Passage to read
Monday, September 14, 2009



There's this OBSESSION with infiltrating other people's private body parts. Have you ever been kancho'd?? That's "child induced enema" to those who don't speak Japanese. Clasp your hands together, fold down your last three fingers, you now have a lethal anal weapon to pugnaciously thrust into any ass hole you please, as many times you can get away with.  They think it's funny. It's not. One kid slapped my breasts and called "oppai sensei" or "breast teacher" for the duration of the entire hour-long lesson and has called me oppai sensei every subsequent lesson thereafter. Kids shout "chin-chin" (penis) through the whole lesson. And this is not just little shits, a TEENAGE student GRABBED my boob once after lessons. I was probably that burgeoning pervert's first post-pubescent boob, and he probably wanks off to it as I type. You know what you're doing when you're 14 years old.

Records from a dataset

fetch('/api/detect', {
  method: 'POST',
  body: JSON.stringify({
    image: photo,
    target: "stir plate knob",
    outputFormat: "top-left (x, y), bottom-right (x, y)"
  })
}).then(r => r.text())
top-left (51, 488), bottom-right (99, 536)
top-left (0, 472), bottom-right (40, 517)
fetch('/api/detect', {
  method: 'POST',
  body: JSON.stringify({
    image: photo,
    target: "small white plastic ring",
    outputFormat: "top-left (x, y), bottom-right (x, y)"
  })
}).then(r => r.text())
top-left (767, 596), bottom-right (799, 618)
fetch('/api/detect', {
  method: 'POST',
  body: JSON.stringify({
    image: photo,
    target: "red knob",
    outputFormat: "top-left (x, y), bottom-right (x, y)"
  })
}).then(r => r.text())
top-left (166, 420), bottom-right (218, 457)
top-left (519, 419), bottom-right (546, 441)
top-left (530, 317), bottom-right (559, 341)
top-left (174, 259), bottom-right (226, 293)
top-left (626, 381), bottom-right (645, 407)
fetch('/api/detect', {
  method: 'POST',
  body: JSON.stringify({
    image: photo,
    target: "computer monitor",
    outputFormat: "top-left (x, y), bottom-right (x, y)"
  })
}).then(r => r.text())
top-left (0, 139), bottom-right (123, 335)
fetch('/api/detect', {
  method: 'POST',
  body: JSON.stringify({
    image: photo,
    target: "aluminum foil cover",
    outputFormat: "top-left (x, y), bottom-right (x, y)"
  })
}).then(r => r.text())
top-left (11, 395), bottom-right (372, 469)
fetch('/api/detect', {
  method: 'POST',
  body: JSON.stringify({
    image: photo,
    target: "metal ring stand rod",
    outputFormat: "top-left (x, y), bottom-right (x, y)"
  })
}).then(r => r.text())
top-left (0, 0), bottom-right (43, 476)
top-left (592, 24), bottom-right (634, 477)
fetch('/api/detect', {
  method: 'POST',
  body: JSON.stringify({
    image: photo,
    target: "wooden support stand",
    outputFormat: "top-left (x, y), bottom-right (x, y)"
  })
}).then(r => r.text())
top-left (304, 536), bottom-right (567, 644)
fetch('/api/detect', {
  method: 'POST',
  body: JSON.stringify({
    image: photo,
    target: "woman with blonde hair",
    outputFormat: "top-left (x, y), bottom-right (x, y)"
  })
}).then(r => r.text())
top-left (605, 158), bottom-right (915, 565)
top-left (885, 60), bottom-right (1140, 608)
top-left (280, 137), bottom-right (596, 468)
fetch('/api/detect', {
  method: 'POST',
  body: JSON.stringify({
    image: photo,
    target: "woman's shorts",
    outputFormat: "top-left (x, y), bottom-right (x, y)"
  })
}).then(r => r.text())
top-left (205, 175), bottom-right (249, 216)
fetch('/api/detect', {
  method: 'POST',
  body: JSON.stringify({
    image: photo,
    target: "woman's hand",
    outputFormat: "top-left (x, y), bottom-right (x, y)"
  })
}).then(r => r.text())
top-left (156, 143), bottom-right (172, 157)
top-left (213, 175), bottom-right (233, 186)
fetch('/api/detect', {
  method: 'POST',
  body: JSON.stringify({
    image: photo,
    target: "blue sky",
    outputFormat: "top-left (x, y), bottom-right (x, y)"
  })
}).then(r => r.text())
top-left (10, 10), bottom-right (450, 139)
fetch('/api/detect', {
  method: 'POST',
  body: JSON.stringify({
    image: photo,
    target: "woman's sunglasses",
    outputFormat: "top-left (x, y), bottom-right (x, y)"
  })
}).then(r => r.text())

Tasks to complete
1: In the blog post about kancho and rude students, what does "oppai sensei" mean?
2: Go on writing the blog post about kancho and rude students, picking up right after its last sentence.

Expected results
1: It means "breast teacher."

2:
I think I hate the parents more than the kids for raising such stupid, disrespectful children. They're dangerous too. My students wear name tags that are attached to their clothing with bobby pins, and some will wave the pointy end around recklessly, trying to poke each others' eyes out because kids are such vengeful brats. I've had a kid throw magnets into every corner of the room, including the small space behind the television set, and in his effort to retrieve the magnets he almost tips over the set, and had I not seen it in time, it would have landed directly onto another child's head. Shitty Japanese kids are bad, but nothing's worse than a dead, shitty Japanese kid. And their silent killers! Their diseases! DIRTY, GERMY, SNOT KIDS. I think they're all out to get me. I think my tonsillitis is coming back.   

It's funny when you're in school and sometimes you might think your teachers are out to get you, well, now I know they are. I'm out to get you, it's my defense mechanism so you can't get to me first.